** BEGIN RECORDS FOR THE TASK **
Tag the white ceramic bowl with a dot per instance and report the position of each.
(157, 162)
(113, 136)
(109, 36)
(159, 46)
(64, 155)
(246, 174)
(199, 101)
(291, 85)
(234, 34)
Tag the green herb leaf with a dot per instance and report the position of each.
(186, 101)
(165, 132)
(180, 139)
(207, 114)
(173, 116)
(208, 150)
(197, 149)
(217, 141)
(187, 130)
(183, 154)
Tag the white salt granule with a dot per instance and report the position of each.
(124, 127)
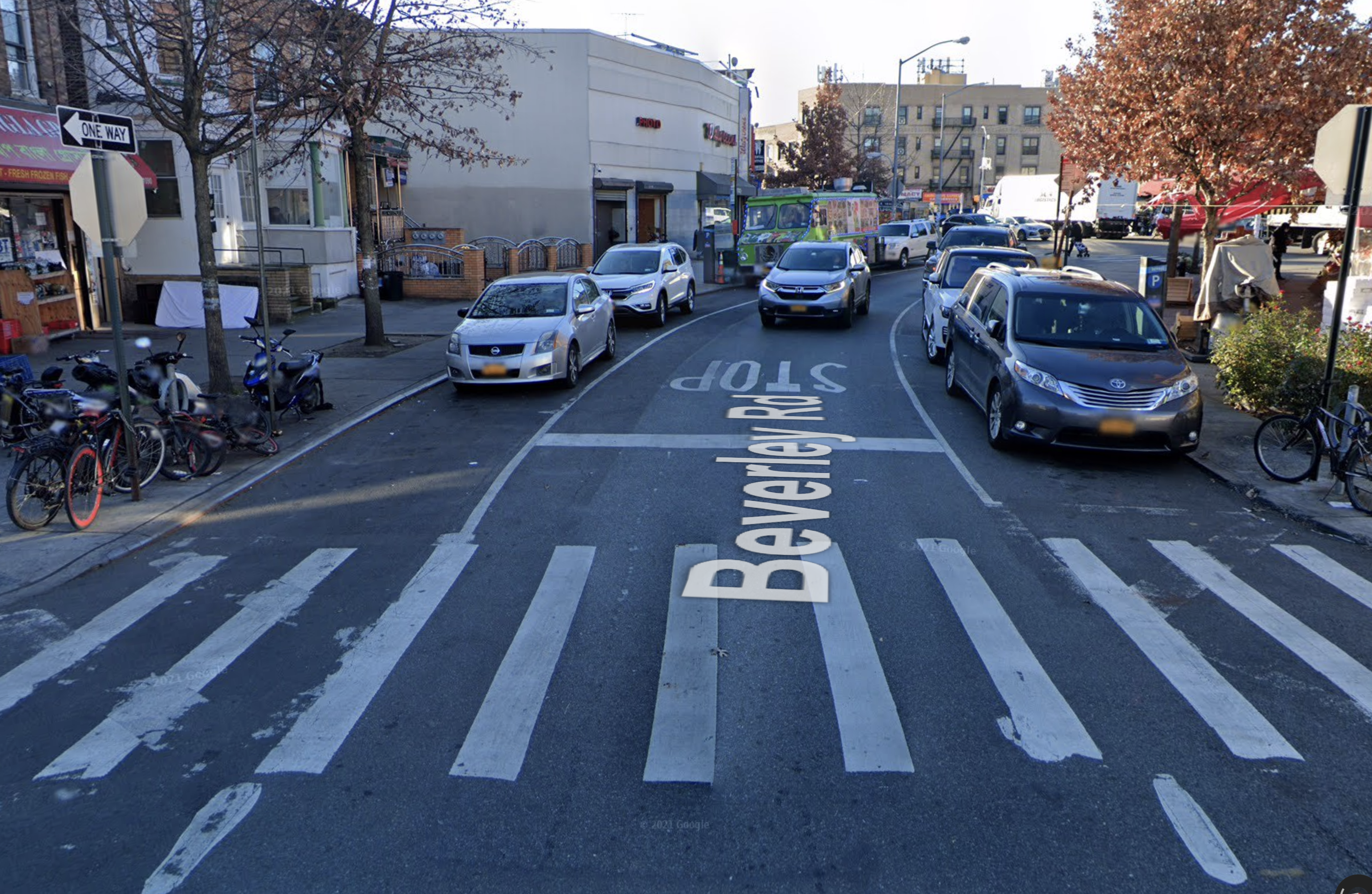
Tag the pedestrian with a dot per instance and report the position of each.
(1280, 241)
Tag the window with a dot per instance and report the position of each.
(17, 47)
(167, 199)
(289, 206)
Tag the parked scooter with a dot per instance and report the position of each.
(298, 384)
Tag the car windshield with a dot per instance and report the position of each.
(963, 266)
(760, 218)
(520, 300)
(976, 238)
(1075, 321)
(640, 261)
(806, 259)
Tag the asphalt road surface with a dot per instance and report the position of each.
(462, 648)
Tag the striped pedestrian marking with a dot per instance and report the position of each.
(498, 741)
(873, 738)
(1198, 833)
(683, 745)
(320, 731)
(23, 680)
(1334, 573)
(1042, 723)
(1328, 660)
(1244, 730)
(158, 702)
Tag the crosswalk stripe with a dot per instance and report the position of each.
(158, 702)
(1334, 664)
(1043, 724)
(498, 739)
(23, 680)
(1232, 717)
(316, 735)
(683, 745)
(1326, 568)
(869, 727)
(1198, 833)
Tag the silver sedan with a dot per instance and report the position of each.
(539, 327)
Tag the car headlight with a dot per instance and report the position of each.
(1180, 388)
(1033, 377)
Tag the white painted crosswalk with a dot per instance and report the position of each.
(876, 731)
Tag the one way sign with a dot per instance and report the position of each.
(83, 128)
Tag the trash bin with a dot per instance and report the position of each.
(393, 285)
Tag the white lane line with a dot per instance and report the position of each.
(725, 443)
(498, 739)
(1040, 721)
(1198, 833)
(160, 701)
(683, 746)
(1326, 568)
(489, 497)
(324, 727)
(873, 739)
(1232, 717)
(208, 828)
(23, 680)
(929, 423)
(1333, 662)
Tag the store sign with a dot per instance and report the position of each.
(719, 136)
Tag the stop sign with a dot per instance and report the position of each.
(1334, 151)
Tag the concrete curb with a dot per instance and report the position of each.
(194, 509)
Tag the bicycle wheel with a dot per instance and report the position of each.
(1286, 448)
(1357, 477)
(86, 485)
(33, 492)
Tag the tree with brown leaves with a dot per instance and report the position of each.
(1219, 94)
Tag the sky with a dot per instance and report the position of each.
(1012, 42)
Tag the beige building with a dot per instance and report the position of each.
(1005, 124)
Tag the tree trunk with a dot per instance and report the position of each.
(360, 150)
(216, 353)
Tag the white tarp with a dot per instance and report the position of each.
(182, 305)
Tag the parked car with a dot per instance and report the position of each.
(532, 327)
(966, 220)
(1067, 357)
(1027, 228)
(947, 280)
(817, 280)
(644, 280)
(969, 235)
(903, 241)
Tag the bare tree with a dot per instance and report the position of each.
(191, 68)
(409, 68)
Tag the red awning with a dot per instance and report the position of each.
(32, 151)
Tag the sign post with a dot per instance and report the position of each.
(97, 132)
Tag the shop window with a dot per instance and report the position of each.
(289, 206)
(167, 199)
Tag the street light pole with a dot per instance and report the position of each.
(895, 136)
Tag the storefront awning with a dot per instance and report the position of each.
(719, 186)
(32, 151)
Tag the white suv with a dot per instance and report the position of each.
(645, 280)
(905, 241)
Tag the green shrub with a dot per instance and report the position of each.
(1275, 362)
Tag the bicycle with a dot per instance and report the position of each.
(1290, 448)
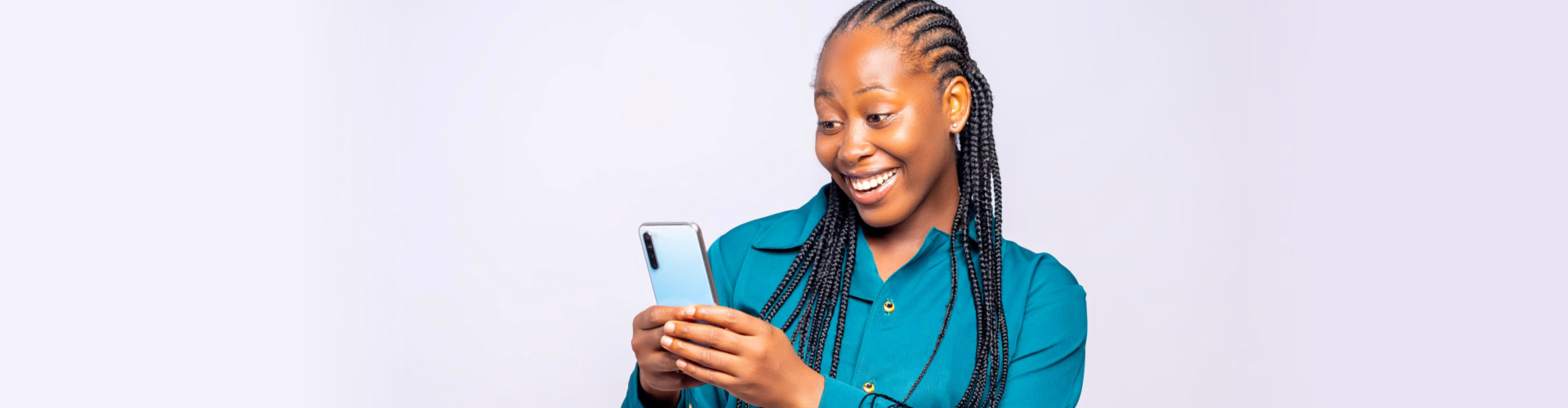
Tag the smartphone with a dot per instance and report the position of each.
(678, 264)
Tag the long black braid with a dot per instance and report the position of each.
(826, 259)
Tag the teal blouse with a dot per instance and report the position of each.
(891, 326)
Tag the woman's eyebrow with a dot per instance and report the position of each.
(828, 93)
(872, 86)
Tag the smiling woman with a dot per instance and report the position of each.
(903, 129)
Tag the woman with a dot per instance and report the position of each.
(858, 299)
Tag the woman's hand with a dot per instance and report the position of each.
(746, 357)
(656, 366)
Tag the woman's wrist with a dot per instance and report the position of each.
(809, 394)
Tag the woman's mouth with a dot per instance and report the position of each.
(871, 188)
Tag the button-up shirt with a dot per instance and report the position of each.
(891, 326)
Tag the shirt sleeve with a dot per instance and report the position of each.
(692, 397)
(836, 394)
(1048, 365)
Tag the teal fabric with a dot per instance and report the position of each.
(1043, 304)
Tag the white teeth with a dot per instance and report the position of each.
(872, 183)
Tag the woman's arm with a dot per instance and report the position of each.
(1048, 360)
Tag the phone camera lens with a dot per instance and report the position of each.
(648, 248)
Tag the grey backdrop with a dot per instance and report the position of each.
(431, 203)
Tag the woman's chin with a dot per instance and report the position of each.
(880, 217)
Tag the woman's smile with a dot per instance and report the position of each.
(871, 187)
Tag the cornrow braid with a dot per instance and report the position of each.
(825, 263)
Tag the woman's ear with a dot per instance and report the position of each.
(956, 102)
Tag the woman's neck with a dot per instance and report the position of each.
(896, 245)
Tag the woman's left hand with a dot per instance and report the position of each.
(746, 357)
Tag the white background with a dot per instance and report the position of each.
(433, 203)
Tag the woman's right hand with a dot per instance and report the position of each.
(656, 366)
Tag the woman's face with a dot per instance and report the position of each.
(883, 131)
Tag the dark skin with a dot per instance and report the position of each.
(880, 122)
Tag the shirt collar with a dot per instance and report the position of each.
(794, 228)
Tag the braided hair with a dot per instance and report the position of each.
(825, 261)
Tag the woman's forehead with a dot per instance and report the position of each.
(860, 59)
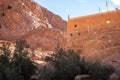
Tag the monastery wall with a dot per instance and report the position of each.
(94, 32)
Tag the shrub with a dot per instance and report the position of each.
(17, 66)
(65, 65)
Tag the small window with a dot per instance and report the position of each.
(71, 34)
(75, 26)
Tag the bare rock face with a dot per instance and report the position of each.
(25, 19)
(54, 20)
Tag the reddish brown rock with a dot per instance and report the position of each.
(25, 19)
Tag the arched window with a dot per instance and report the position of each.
(71, 34)
(75, 25)
(78, 33)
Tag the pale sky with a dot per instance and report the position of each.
(76, 8)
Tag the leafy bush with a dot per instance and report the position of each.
(16, 65)
(65, 65)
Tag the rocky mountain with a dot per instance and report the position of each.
(25, 19)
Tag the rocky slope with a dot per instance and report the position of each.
(26, 19)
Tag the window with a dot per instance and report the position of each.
(75, 26)
(78, 33)
(71, 34)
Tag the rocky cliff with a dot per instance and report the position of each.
(26, 19)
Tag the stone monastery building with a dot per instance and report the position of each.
(94, 32)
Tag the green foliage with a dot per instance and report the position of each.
(100, 72)
(65, 65)
(9, 7)
(17, 66)
(3, 14)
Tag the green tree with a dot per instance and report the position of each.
(16, 65)
(65, 65)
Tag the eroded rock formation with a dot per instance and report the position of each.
(25, 19)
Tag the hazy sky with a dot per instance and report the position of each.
(77, 8)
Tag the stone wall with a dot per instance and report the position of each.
(94, 32)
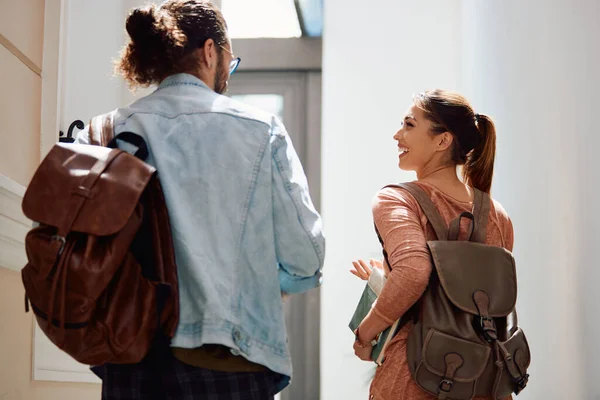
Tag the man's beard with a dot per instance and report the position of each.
(221, 77)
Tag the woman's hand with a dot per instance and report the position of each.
(363, 270)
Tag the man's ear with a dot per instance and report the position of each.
(209, 54)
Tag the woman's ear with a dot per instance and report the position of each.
(444, 141)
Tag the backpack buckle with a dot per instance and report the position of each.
(62, 241)
(488, 328)
(522, 383)
(446, 385)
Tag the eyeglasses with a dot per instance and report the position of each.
(234, 63)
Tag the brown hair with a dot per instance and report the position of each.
(474, 134)
(164, 37)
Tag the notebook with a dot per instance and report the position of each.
(372, 290)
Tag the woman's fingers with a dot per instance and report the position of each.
(365, 267)
(360, 271)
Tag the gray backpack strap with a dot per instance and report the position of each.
(429, 209)
(479, 219)
(481, 214)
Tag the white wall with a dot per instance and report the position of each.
(376, 55)
(533, 67)
(94, 33)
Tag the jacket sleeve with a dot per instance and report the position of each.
(298, 227)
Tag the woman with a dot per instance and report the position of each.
(440, 131)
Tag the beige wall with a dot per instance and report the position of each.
(21, 27)
(16, 333)
(21, 59)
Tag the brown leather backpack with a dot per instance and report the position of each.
(465, 341)
(101, 275)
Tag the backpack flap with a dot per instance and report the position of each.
(466, 268)
(87, 189)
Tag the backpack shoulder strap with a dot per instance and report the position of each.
(429, 209)
(101, 129)
(481, 214)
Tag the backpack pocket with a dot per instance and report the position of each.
(518, 348)
(450, 366)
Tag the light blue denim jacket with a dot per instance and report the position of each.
(244, 226)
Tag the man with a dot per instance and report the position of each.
(244, 226)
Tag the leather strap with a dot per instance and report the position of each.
(454, 231)
(429, 209)
(101, 129)
(481, 212)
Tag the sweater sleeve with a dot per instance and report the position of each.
(396, 215)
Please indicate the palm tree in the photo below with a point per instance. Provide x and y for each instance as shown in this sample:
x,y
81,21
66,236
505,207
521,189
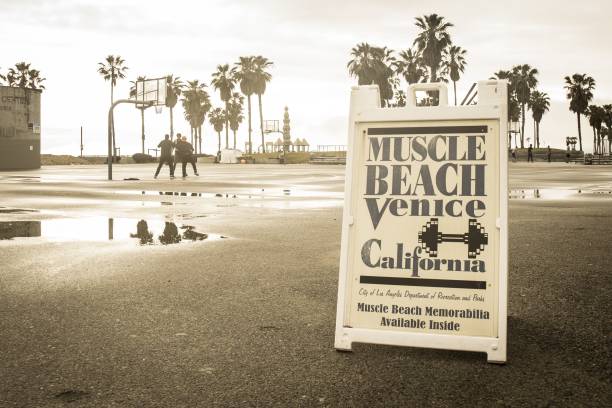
** END RECORDS FOR THE TASK **
* **PROMPT**: Copy the data above word for word, starting at the line that contains "Tag the sweater" and ending at the last line of the data. Leave out any pictures.

* **EXERCISE SOLUTION**:
Tag the sweater sleeve with a dot per instance and report the position of each.
(396, 215)
Please indicate the palm tree in the photo below with a point per instance. Provide x and y for each instance as shown in this sample:
x,y
81,21
66,236
505,207
521,189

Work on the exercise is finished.